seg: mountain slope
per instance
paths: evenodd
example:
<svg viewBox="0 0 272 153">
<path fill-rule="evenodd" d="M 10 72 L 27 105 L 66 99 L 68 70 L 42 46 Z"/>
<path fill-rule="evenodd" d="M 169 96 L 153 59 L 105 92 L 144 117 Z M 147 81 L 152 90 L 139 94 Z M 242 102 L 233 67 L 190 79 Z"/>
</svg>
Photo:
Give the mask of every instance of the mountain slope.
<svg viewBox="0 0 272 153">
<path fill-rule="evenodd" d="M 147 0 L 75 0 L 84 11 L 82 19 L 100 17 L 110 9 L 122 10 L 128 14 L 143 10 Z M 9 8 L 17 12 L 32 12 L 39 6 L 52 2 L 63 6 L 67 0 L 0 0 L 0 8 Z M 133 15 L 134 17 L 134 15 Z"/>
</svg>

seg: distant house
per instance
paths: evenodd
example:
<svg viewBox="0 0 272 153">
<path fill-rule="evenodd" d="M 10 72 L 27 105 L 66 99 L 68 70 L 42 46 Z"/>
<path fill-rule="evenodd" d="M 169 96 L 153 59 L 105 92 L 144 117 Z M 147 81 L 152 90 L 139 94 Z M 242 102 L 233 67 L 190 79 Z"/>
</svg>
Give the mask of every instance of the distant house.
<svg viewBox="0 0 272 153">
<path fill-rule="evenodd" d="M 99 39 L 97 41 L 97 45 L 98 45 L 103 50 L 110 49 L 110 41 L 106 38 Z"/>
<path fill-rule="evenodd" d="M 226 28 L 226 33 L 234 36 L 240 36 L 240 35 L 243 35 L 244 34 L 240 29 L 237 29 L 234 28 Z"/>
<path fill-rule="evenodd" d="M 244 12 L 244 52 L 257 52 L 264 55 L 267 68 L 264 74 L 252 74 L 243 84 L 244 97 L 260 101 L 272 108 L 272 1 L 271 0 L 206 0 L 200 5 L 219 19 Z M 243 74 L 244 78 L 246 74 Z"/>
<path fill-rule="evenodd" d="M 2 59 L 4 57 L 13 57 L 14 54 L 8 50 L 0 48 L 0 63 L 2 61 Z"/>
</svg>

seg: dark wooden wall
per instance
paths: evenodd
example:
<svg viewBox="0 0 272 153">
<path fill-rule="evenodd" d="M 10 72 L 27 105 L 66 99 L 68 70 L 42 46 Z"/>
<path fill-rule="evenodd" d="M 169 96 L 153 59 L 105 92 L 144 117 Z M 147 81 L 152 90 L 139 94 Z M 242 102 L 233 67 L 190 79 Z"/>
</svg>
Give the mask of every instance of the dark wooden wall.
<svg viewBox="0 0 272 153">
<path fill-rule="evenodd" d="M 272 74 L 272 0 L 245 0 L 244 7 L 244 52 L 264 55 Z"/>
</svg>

=======

## Stated task
Rewrite all of the rows above, changing every occurrence of "Give the mask" to "Return the outline" and leaving everything else as it is.

## Complete output
seg: mountain slope
per instance
paths: evenodd
example:
<svg viewBox="0 0 272 153">
<path fill-rule="evenodd" d="M 10 72 L 27 105 L 66 99 L 68 70 L 42 46 Z"/>
<path fill-rule="evenodd" d="M 169 96 L 153 59 L 105 92 L 144 117 Z M 147 81 L 152 90 L 139 94 Z M 242 102 L 233 67 L 190 79 Z"/>
</svg>
Photo:
Return the outline of every instance of the mountain slope.
<svg viewBox="0 0 272 153">
<path fill-rule="evenodd" d="M 147 0 L 75 0 L 84 11 L 82 19 L 100 17 L 110 9 L 122 10 L 128 14 L 143 10 Z M 9 8 L 17 12 L 32 12 L 39 6 L 52 2 L 63 6 L 67 0 L 0 0 L 0 8 Z M 133 15 L 134 17 L 134 15 Z"/>
</svg>

seg: distant house
per instance
paths: evenodd
example:
<svg viewBox="0 0 272 153">
<path fill-rule="evenodd" d="M 10 72 L 27 105 L 66 99 L 68 70 L 42 46 Z"/>
<path fill-rule="evenodd" d="M 169 96 L 153 59 L 105 92 L 144 117 Z M 147 81 L 152 90 L 139 94 Z M 242 102 L 233 67 L 190 79 Z"/>
</svg>
Return the outline of every instance of the distant house.
<svg viewBox="0 0 272 153">
<path fill-rule="evenodd" d="M 99 39 L 97 41 L 97 45 L 98 45 L 103 50 L 110 49 L 110 41 L 106 38 Z"/>
<path fill-rule="evenodd" d="M 226 28 L 226 33 L 234 36 L 240 36 L 240 35 L 243 35 L 244 34 L 240 29 L 237 29 L 234 28 Z"/>
<path fill-rule="evenodd" d="M 244 12 L 244 52 L 257 52 L 264 55 L 267 68 L 264 74 L 252 74 L 243 84 L 244 97 L 260 101 L 272 108 L 272 1 L 271 0 L 206 0 L 200 5 L 219 19 Z M 243 74 L 244 78 L 246 74 Z"/>
<path fill-rule="evenodd" d="M 2 59 L 4 57 L 13 57 L 14 54 L 8 50 L 0 48 L 0 63 L 2 61 Z"/>
</svg>

seg: dark wooden wall
per instance
paths: evenodd
example:
<svg viewBox="0 0 272 153">
<path fill-rule="evenodd" d="M 10 72 L 27 105 L 66 99 L 68 70 L 42 46 Z"/>
<path fill-rule="evenodd" d="M 169 96 L 153 59 L 105 92 L 144 117 Z M 147 81 L 152 90 L 139 94 Z M 242 102 L 233 67 L 190 79 Z"/>
</svg>
Return the outline of every instance of the dark wooden wall.
<svg viewBox="0 0 272 153">
<path fill-rule="evenodd" d="M 272 74 L 272 0 L 245 0 L 244 7 L 244 52 L 264 55 Z"/>
</svg>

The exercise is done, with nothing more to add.